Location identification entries
* * * *

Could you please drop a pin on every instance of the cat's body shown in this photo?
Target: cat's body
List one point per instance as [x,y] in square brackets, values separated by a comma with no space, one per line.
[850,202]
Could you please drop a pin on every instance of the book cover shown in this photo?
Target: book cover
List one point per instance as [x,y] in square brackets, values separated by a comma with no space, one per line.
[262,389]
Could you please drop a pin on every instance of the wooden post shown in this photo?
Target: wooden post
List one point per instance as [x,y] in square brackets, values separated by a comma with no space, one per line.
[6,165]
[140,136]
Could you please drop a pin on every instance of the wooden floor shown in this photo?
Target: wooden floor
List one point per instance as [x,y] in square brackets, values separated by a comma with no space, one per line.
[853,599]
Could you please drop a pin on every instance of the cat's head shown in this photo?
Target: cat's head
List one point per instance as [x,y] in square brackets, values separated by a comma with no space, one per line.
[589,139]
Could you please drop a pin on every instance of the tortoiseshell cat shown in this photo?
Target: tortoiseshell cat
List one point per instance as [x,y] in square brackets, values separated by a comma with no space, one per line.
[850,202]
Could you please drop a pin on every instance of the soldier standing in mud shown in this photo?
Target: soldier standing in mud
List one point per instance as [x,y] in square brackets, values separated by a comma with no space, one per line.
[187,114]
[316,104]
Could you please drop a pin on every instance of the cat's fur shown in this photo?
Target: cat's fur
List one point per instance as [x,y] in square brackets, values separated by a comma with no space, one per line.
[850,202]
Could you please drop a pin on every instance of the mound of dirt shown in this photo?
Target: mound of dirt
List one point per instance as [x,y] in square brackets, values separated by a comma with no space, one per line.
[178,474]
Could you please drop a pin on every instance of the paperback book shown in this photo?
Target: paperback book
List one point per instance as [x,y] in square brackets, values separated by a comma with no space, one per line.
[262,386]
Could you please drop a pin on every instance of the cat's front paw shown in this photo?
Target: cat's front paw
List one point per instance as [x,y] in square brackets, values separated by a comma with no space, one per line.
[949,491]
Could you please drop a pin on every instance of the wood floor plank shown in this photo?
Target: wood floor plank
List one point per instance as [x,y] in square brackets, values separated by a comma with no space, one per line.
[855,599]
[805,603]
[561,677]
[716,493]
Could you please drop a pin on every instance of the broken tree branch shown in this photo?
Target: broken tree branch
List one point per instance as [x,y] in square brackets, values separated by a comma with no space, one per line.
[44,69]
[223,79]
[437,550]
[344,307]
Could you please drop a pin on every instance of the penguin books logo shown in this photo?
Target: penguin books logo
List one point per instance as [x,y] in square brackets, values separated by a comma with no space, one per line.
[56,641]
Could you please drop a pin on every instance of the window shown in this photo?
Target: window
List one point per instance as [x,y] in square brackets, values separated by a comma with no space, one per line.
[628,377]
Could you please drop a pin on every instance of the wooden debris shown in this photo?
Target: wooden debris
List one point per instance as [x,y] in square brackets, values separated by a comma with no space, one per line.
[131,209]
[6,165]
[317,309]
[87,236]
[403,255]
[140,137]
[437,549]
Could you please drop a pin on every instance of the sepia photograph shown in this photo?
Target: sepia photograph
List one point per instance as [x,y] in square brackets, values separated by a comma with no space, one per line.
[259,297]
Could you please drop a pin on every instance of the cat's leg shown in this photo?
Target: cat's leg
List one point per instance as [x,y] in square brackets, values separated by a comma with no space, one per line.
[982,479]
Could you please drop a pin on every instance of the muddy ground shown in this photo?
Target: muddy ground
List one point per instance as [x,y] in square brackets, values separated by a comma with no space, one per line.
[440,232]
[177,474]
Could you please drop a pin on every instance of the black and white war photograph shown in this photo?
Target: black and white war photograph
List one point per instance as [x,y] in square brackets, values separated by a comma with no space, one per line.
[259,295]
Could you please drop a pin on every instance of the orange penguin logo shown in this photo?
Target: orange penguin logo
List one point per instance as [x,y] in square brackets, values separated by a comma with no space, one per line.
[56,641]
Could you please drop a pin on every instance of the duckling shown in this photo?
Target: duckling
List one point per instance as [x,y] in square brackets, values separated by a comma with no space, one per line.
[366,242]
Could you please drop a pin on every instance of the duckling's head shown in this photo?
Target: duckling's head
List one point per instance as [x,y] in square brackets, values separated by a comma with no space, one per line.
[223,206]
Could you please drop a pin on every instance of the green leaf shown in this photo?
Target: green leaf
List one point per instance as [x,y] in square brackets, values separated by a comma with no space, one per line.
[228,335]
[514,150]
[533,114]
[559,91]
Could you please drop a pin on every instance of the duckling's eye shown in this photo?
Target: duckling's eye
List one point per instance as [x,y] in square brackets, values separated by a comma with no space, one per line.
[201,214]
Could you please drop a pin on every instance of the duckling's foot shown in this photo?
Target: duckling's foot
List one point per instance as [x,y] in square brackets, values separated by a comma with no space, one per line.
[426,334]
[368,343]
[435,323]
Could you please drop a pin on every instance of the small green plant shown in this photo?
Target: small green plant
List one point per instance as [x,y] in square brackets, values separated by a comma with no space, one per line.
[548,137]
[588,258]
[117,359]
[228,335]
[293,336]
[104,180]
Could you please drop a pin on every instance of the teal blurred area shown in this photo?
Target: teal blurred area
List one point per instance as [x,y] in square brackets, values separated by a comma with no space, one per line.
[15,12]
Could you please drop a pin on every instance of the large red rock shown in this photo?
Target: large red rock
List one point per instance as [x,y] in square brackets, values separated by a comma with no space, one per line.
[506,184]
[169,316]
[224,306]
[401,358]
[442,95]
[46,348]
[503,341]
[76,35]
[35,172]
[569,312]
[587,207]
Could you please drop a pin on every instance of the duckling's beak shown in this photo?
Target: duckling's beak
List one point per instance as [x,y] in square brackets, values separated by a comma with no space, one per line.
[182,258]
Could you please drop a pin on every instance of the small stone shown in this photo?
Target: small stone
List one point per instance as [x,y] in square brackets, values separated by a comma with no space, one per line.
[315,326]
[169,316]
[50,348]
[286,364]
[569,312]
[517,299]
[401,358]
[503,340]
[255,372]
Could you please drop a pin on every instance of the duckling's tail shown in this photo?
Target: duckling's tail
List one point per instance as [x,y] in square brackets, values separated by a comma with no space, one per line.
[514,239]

* * * *

Would you restate each of the entries word for word?

Could you please drop a pin on every instance of the cat's body shown in this photo?
Target: cat's body
List one point per instance as [x,y] in square brackets, values separated by a comma with no space, one per line.
[850,202]
Could you please drop a pin on every instance of the book cover shown in this photo?
Target: book cover
List one point per instance as [x,y] in square brackets, values separated by a comma with no space, one per line.
[262,389]
Could you please drop a pin on every instance of the wooden post shown in this photo?
Target: wooden post
List one point per instance as [x,y] in square brackets, values separated by a comma with no space, one per line.
[6,165]
[140,136]
Could you please drop a pin on every instance of the wooden floor shown in this photo?
Target: wooden floor
List one point per instance as [x,y] in square brackets, values separated by a comma with no space, one per line.
[853,599]
Could you please drop a pin on every instance of the cat's head shown in this photo?
Target: cat's head
List one point per instance as [x,y] in square brackets, values separated by a comma with no space, one per line.
[589,139]
Could you please drop a pin on every instance of the tortoiseshell cat shown in this photo?
Target: tortoiseshell cat
List one point per instance as [x,y] in square brackets, values separated by a comma with no space, one per line.
[850,202]
Could you please drop a pin on every instance of the soldier standing in mud shown in this photo?
Target: soldier standing in mud
List one point per instance as [x,y] in square brackets, values separated by a comma with no space, one per line.
[187,114]
[316,104]
Could you please drop a pin on every instance of the cat's fur shown in this photo?
Target: cat's fur
List one point per instance as [x,y] in square brackets, values separated by a comma with no space, one per line.
[850,202]
Could you please drop a pin on every instance of the mound of dirt shown in this photo?
Target: mound of dirt
List one point per instance as [x,y] in square brackets, values separated by a comma with no space, one per line.
[178,474]
Could you please drop a pin on every instance of the paperback book shown in this photo?
Target: paperback book
List one point per instance as [x,y] in square brackets, values separated by a comma with no space, one per line.
[262,386]
Could you please drop a pin on every instance of the cat's front paw shown in this photo?
Target: cat's front paw
List one point per instance as [x,y] in square brackets, values separated by a comma with no space, one per line.
[949,491]
Could you please drop a pin on every instance of the wood floor plank shown in this photo?
Target: wood floor plank
List one point per instance as [x,y] in square brackets, values separated by a comma with no space, one per line.
[855,599]
[805,603]
[561,677]
[716,493]
Could you please drop a pin on every instance of the broken tree branch shown in this photo?
Target: broken tree branch
List one point per instance as [x,y] in square brackets, values separated by a comma with no space, one per line.
[44,69]
[223,79]
[437,550]
[344,307]
Could you please drop a pin on every instance of the penguin books logo shown in this photo?
Target: penguin books logo
List one point per instance as [x,y] in square brackets, values separated by a comma with no space, one per line.
[56,641]
Could you please drop a pin on every instance of the window shown in this photo?
Target: window
List one point per instance as [x,y] in square brackets, values separated by a comma with no space, one per line.
[628,377]
Could you please drop a pin on every instance of the wooden debris shown in this photo?
Target: wooden debris
List one point per instance as [x,y] in square brackets, values separated by a comma with no space, one per line.
[131,209]
[6,165]
[317,309]
[87,236]
[403,255]
[140,137]
[437,549]
Could you please drop a pin on every instance of the sepia photograph shown in this photo?
Target: sepia photograph
List one point per instance as [x,y] in square brackets, values separated by a comma with no space, one per line.
[259,297]
Could you please drop a pin on every instance of the cat's leg shown in this photo?
Target: cat's leg
List one point per instance as [x,y] in square brackets, values separated by a comma with no space, one per line.
[982,479]
Could you please drop a pin on every instance of the muddy ground shown in this photo?
Target: muddy ground
List one point per instance as [x,y] in square brackets, values separated by a comma with no space, one per line.
[440,232]
[177,474]
Could you please drop a pin on every instance of the black and white war photograph shown in this photo?
Target: black and white war photograph
List one point per instance as [x,y] in square brackets, values separated by a comma with no space, one per line.
[259,295]
Could you please drop a pin on every instance of the orange penguin logo shown in this photo?
Target: orange penguin logo
List one point per instance as [x,y] in square brackets, values separated by a comma with no space, one per line.
[56,641]
Could you please drop a pin on every instance of the duckling shown in this photo?
Target: duckling
List one point per instance as [x,y] in square brackets, values separated by a comma with no space, one per line.
[366,242]
Could you please drop a pin on every instance of the duckling's head shown in this photo?
Target: duckling's head
List one point per instance as [x,y] in square brackets, values separated by a comma with no space, one per line.
[223,206]
Could you please drop a pin on every instance of the green leaf shown in this photo?
Target: green leaf
List one point per instance as [x,y] in square brackets, values separated by a comma with no space, one per line.
[228,335]
[514,150]
[533,114]
[559,91]
Could you please drop a pin on every instance of the duckling's eye shown in this photo?
Target: duckling's eye
List one point per instance as [x,y] in square brackets, values separated by a comma with no space, one per line.
[201,214]
Could you please drop a pin on every instance of the duckling's foot shown in this photo?
Target: duckling's foot
List one point per instance as [x,y] in square brackets, values separated by a comma with no space, one per line.
[426,334]
[368,343]
[435,323]
Could you please drop a pin on every instance of the small green plant shown in this photo?
Target: small green plant
List one point per instance as [x,y] in square brackets, values separated by a comma with no space, one per line.
[548,137]
[588,258]
[117,359]
[228,335]
[293,336]
[104,180]
Could you please drop a pin on every instance of the teal blurred area shown in this photo?
Target: teal blurred area
List one point per instance as [x,y] in square brackets, values separated by a comma with no space, one per line.
[15,12]
Could you please drop a pin on every instance of the large red rock shown in this photo?
Target: large red rock
List one point per instance as [x,y] in square brackets, values separated by a comma with no space, one per line.
[506,184]
[169,316]
[224,306]
[401,358]
[442,95]
[46,348]
[503,341]
[76,35]
[35,172]
[569,312]
[587,207]
Could you please drop a pin on every instance of the duckling's beak shown in this photo?
Target: duckling's beak
List one point per instance as [x,y] in square brackets, values separated by a comma with no space, one per line.
[182,258]
Could you please drop a pin on every instance of the small stone shown in this photo?
Target: small stone
List one point per instance as [x,y] in square brackets, values separated by a comma with no space, one per line.
[315,326]
[169,316]
[50,348]
[286,364]
[569,312]
[517,299]
[401,358]
[503,340]
[255,372]
Could you please drop a pin on every instance of the duckling's tail shown in this photo?
Target: duckling's tail
List one point per instance as [x,y] in square brackets, values separated by a comma with no space, one per line.
[514,239]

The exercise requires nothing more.